◆ Your objective: Your task is to restate the data word for word.

--- START Records for the exercise ---

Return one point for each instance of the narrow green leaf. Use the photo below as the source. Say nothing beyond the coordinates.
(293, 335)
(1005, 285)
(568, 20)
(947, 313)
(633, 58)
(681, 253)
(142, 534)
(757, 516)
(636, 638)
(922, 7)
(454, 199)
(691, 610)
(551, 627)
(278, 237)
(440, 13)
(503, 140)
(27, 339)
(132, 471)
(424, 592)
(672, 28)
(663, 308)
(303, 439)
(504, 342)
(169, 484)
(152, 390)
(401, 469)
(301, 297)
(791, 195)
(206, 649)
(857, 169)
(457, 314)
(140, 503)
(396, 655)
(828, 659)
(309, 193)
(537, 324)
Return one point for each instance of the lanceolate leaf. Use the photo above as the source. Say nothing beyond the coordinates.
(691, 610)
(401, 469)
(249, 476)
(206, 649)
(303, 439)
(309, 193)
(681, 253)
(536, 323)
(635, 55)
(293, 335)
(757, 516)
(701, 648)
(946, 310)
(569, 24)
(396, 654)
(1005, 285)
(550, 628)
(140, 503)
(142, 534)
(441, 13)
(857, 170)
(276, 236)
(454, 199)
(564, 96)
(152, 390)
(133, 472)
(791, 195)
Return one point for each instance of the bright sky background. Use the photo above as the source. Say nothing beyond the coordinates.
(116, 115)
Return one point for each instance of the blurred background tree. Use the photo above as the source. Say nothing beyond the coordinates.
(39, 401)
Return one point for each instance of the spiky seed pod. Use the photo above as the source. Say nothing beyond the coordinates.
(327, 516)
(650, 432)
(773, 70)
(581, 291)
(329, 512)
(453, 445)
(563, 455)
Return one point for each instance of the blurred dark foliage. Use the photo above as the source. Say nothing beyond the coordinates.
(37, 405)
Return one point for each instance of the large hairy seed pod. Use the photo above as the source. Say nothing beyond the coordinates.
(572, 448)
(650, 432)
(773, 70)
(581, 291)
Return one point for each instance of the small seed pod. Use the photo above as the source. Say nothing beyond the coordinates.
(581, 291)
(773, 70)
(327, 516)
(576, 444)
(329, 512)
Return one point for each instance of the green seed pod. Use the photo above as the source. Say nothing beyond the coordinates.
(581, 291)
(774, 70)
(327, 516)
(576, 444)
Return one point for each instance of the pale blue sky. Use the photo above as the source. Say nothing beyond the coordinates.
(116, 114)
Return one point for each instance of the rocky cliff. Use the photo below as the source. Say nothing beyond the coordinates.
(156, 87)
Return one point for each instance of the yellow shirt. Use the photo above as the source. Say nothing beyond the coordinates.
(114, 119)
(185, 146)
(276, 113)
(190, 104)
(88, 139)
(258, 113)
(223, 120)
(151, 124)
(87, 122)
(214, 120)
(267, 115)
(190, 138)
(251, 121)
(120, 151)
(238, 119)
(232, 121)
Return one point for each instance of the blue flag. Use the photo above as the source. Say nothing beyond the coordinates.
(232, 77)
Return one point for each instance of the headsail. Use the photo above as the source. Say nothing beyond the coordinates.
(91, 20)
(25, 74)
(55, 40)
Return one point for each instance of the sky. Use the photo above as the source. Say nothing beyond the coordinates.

--- END Records for the exercise ---

◆ In response:
Return one point for each instance of the narrow green leaf. Use the photo below as the source. Say nothing beyond the coordinates.
(293, 335)
(1005, 285)
(568, 20)
(947, 313)
(633, 58)
(681, 253)
(142, 534)
(757, 516)
(636, 638)
(922, 7)
(454, 199)
(691, 610)
(551, 627)
(278, 237)
(440, 13)
(503, 140)
(27, 339)
(132, 471)
(424, 592)
(672, 28)
(663, 308)
(303, 439)
(504, 342)
(169, 484)
(152, 390)
(401, 469)
(301, 297)
(791, 195)
(206, 649)
(857, 169)
(457, 314)
(140, 503)
(396, 655)
(828, 659)
(309, 193)
(537, 324)
Return one point for each instance of the lanceolate leaf. Use the photo above as the source. Say nothing beyond the coordinates.
(691, 610)
(401, 469)
(249, 476)
(206, 649)
(303, 439)
(309, 193)
(681, 253)
(536, 323)
(635, 55)
(293, 335)
(757, 516)
(701, 648)
(946, 310)
(569, 24)
(396, 654)
(1005, 285)
(550, 628)
(140, 503)
(142, 534)
(441, 13)
(857, 170)
(276, 236)
(454, 199)
(564, 96)
(152, 390)
(133, 472)
(791, 195)
Return one point for each instance of the bright sky background. Use the photo above as the source. Say nothing beyond the coordinates.
(116, 115)
Return one point for each instance of the blurred background tree. Use the photo above as the source. Say nothing beyond the coordinates.
(39, 401)
Return one point for each instance of the spiky seed pod. Use the photo above as the source. Say nothing beyond the coordinates.
(327, 516)
(650, 432)
(773, 70)
(581, 291)
(329, 512)
(453, 445)
(563, 455)
Return one point for each instance of the blurred dark foliage. Use the photo above as the source. Say nothing beyond the coordinates.
(37, 405)
Return one point for each instance of the large hairy seed pod. Use the photo above as the source. Say nothing beyond the coordinates.
(572, 448)
(650, 432)
(773, 70)
(581, 291)
Return one point for each instance of the small seed pod. Use the photo above as the source. Say nothing beyond the coordinates.
(581, 291)
(773, 70)
(327, 516)
(576, 444)
(329, 512)
Return one point for each instance of the green seed pod. Use the photo above as the source. Say nothing beyond the coordinates.
(581, 291)
(774, 70)
(327, 516)
(576, 444)
Return one point for each instance of the pale blue sky. Use the photo above as the source. Say nothing beyond the coordinates.
(116, 114)
Return one point for each instance of the rocky cliff. Use the photo below as the source. Say nothing beyond the coordinates.
(156, 87)
Return one point for each instance of the yellow shirt. Use the photo above as the source. Say nothing beyond the coordinates.
(114, 119)
(185, 146)
(276, 113)
(190, 104)
(88, 139)
(258, 113)
(223, 120)
(151, 124)
(87, 122)
(214, 120)
(267, 115)
(190, 138)
(251, 121)
(120, 151)
(238, 119)
(232, 121)
Return one point for each instance of the blue flag. Use the photo above as the source. Say nothing beyond the coordinates.
(232, 77)
Return one point for each instance of the headsail. Use the photo above as the source. Say nothing beyond the coordinates.
(91, 20)
(25, 74)
(55, 40)
Return one point for each instance of the sky. Use the photo above as the source. Say nothing beyond the coordinates.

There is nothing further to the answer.